→ **PROBLEM DETAILS**:
Rewrite the lines starting at the line containing "Can you find the metal" and ending at the line containing "Query: american flag", keeping the requests in place and scaling every point coordinate in the answers by 2.05, rounded to the nearest whole number with halves rounded up. Leave the numbers in the requests and in their sample formats unchanged.

═════ DATA ENTRIES

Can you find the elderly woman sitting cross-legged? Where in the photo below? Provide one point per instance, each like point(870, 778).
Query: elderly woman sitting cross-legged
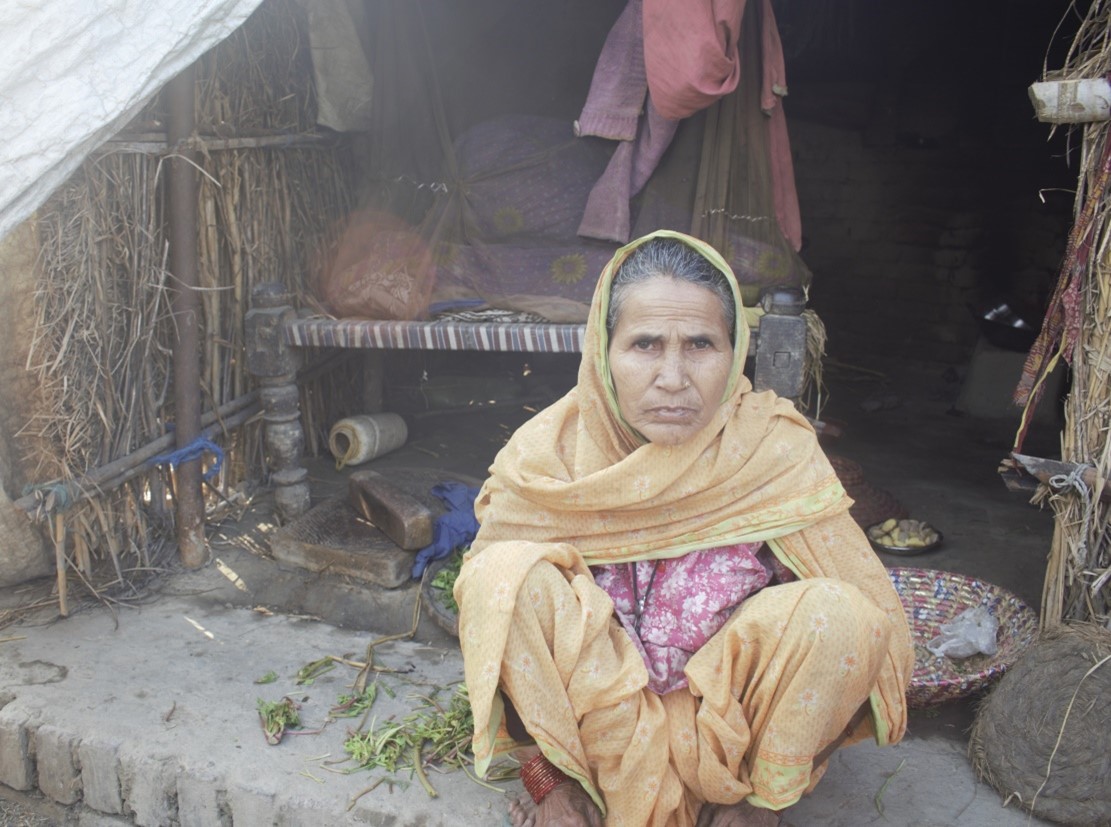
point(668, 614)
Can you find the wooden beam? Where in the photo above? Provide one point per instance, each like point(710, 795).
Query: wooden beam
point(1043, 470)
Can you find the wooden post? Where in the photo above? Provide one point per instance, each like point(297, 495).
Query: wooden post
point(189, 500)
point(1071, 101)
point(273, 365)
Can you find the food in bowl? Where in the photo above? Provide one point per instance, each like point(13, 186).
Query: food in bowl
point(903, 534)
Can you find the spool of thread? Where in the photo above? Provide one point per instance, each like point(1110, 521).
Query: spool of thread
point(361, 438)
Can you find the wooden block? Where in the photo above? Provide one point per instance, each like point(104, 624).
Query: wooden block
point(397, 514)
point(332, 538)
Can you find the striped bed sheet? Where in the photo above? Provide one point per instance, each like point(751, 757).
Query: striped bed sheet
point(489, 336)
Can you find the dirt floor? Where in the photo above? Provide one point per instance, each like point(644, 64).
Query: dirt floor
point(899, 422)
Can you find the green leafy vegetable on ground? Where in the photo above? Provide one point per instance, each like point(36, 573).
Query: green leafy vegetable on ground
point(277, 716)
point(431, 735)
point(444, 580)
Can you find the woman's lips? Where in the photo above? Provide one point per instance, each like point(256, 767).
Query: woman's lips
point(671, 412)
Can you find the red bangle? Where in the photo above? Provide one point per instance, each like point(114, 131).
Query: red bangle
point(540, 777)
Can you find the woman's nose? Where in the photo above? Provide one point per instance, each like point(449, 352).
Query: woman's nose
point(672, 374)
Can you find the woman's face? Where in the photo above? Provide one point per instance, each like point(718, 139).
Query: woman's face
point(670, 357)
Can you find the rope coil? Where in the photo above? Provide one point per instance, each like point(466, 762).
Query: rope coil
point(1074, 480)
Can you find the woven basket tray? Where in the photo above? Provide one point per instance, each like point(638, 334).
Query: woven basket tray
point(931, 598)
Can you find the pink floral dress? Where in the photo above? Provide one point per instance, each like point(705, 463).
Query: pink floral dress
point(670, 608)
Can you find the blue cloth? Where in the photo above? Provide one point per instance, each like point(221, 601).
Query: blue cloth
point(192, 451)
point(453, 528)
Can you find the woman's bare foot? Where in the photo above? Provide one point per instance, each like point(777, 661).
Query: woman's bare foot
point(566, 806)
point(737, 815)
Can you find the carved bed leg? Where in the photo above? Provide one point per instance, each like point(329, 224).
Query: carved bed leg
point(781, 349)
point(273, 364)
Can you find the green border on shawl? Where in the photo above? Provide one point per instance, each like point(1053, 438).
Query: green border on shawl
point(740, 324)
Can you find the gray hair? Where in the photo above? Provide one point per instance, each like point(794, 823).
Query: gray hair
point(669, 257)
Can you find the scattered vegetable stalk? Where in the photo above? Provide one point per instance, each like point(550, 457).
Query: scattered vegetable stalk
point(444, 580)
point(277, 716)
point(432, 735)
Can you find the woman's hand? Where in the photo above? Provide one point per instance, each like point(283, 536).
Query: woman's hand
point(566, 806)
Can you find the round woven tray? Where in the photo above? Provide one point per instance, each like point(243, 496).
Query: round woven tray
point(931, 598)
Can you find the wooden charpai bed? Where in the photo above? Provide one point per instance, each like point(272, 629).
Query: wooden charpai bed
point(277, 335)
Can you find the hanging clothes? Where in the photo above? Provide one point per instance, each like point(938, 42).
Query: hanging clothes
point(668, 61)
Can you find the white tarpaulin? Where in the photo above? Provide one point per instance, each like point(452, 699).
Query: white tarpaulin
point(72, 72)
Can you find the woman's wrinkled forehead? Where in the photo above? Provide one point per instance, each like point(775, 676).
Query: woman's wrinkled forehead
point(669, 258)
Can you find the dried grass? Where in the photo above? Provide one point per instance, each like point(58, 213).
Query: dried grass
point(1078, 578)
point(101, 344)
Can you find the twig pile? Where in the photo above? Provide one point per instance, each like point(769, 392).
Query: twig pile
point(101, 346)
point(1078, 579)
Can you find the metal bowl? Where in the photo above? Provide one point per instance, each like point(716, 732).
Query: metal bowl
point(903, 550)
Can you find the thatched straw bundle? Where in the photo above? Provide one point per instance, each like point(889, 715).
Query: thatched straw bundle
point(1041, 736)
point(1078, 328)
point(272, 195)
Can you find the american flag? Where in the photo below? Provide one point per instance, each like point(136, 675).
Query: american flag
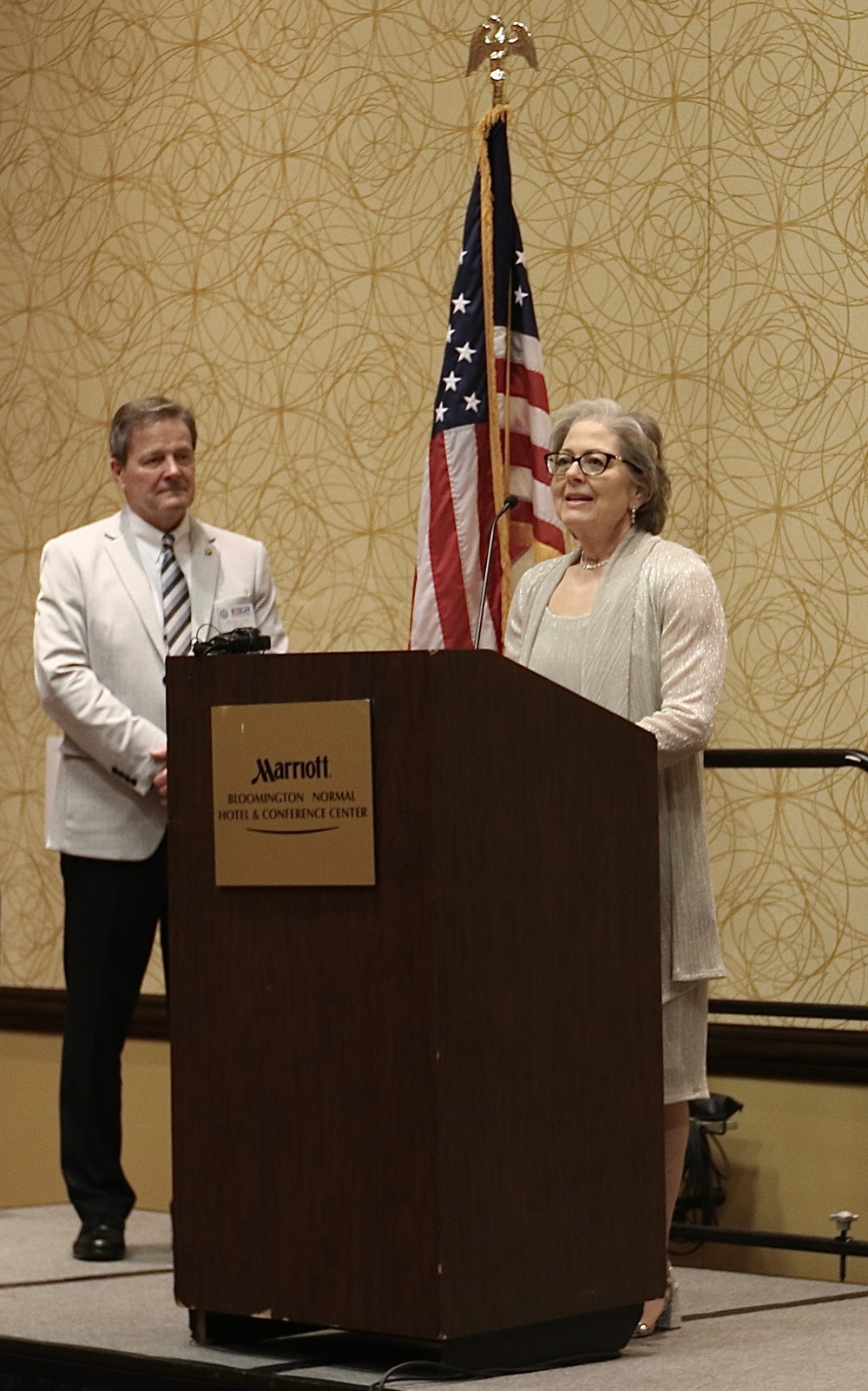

══════════
═════ DATA ENTRIES

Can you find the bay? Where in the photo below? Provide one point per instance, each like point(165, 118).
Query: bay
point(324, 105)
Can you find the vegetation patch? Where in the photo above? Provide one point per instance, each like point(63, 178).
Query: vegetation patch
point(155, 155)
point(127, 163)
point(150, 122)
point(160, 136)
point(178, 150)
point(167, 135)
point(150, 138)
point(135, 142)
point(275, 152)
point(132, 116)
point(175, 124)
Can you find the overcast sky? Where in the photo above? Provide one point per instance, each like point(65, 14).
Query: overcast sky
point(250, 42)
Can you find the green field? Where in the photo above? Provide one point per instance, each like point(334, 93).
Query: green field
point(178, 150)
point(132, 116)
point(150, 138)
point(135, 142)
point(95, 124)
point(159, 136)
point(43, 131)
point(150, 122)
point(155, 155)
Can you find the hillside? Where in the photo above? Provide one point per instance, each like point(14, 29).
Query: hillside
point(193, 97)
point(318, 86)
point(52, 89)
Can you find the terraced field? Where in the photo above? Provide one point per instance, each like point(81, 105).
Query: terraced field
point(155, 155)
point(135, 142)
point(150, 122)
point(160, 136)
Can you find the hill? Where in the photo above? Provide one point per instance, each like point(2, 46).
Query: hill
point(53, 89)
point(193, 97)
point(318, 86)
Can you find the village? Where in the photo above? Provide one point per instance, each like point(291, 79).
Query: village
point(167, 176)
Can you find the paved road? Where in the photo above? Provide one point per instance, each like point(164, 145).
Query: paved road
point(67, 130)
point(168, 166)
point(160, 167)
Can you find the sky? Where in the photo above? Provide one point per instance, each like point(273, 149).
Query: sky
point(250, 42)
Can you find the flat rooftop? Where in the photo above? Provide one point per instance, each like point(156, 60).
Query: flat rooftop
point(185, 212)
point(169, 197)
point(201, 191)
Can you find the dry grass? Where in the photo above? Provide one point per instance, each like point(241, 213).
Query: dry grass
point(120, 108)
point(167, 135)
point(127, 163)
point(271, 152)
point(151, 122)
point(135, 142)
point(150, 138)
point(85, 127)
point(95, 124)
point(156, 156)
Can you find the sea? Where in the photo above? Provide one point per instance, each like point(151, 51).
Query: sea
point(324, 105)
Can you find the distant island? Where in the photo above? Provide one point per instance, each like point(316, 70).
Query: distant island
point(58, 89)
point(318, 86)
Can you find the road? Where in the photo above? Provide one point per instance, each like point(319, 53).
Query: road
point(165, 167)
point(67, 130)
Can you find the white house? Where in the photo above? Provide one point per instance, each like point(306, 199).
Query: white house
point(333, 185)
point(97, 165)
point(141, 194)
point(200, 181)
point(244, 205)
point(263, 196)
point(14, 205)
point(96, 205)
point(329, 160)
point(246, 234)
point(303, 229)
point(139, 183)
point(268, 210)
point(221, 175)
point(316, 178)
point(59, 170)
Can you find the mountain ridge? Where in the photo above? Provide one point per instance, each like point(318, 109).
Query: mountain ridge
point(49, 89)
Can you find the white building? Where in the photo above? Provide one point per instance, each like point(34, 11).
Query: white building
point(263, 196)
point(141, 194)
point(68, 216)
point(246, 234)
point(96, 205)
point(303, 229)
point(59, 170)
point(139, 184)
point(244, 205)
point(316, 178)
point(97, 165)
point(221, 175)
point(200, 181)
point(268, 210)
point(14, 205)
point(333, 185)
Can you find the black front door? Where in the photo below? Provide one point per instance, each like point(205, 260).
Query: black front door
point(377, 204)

══════════
═════ DATA ENTRIES

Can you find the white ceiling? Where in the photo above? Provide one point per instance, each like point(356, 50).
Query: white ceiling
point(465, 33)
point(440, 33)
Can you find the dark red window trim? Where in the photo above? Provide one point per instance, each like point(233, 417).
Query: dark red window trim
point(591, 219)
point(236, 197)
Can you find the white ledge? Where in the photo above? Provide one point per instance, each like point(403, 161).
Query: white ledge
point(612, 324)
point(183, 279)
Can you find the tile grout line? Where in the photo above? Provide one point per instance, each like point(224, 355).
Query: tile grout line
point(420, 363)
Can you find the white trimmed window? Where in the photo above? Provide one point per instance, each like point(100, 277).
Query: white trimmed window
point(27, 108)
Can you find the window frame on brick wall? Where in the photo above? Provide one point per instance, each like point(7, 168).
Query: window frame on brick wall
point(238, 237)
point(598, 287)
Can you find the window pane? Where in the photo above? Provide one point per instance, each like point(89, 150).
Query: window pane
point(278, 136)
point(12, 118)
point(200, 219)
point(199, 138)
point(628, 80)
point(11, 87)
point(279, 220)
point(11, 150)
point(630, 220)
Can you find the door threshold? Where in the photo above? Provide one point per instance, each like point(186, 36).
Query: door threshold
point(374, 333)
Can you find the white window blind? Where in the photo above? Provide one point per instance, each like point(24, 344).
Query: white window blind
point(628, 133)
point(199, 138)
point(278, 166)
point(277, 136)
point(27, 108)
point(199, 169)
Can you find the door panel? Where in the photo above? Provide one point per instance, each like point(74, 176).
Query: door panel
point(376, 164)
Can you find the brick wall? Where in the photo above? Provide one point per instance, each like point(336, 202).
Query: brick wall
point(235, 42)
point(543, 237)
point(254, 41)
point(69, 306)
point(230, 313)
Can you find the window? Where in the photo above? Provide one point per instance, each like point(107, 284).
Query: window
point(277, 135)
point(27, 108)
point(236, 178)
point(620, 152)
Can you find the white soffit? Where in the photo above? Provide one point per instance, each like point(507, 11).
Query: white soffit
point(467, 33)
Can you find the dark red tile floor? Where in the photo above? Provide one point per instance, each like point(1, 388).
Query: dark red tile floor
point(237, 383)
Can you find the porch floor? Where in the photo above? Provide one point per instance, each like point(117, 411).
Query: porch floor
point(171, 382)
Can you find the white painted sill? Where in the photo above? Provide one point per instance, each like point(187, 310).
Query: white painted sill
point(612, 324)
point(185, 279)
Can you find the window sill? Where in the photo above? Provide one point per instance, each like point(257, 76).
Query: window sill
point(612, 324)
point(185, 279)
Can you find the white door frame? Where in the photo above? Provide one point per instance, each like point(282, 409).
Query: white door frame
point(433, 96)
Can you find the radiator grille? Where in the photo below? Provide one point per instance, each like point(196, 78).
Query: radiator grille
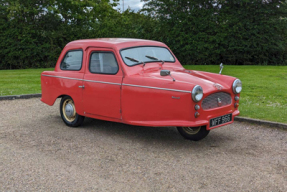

══════════

→ **RESULT OF THIS TASK**:
Can you find the metal bowl? Where in the photo above? Provide one point per instance, each like point(716, 732).
Query: metal bowl
point(1851, 1128)
Can you find the thatched straw bundle? Where in the photo above? Provide one point per instance, each like point(889, 715).
Query: thatched straw bundle
point(2134, 1509)
point(2210, 672)
point(558, 400)
Can you find the american flag? Where in the photo below? Provide one point per instance, each like point(136, 675).
Query: american flag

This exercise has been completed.